Rows of labeled points:
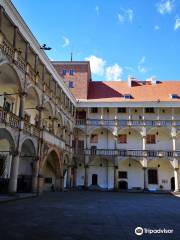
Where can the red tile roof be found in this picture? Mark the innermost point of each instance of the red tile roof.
(115, 91)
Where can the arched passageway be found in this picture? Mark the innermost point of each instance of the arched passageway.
(26, 163)
(51, 172)
(7, 147)
(10, 89)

- Exercise requirements: Rewrite every line of the rows, requests included, but leave out the pictures. Scale each coordinate in the answers by 1.6 and round it to the nearest whole number, with halves rounding up.

- Task answer:
Where can the red tile roof be found in this picture? Mark the innermost point of each instance of the red tile roof.
(184, 146)
Where can the arched passageway be found in this picture? Mark the innermost point of each instance of the arched passageway.
(42, 261)
(82, 275)
(11, 235)
(16, 142)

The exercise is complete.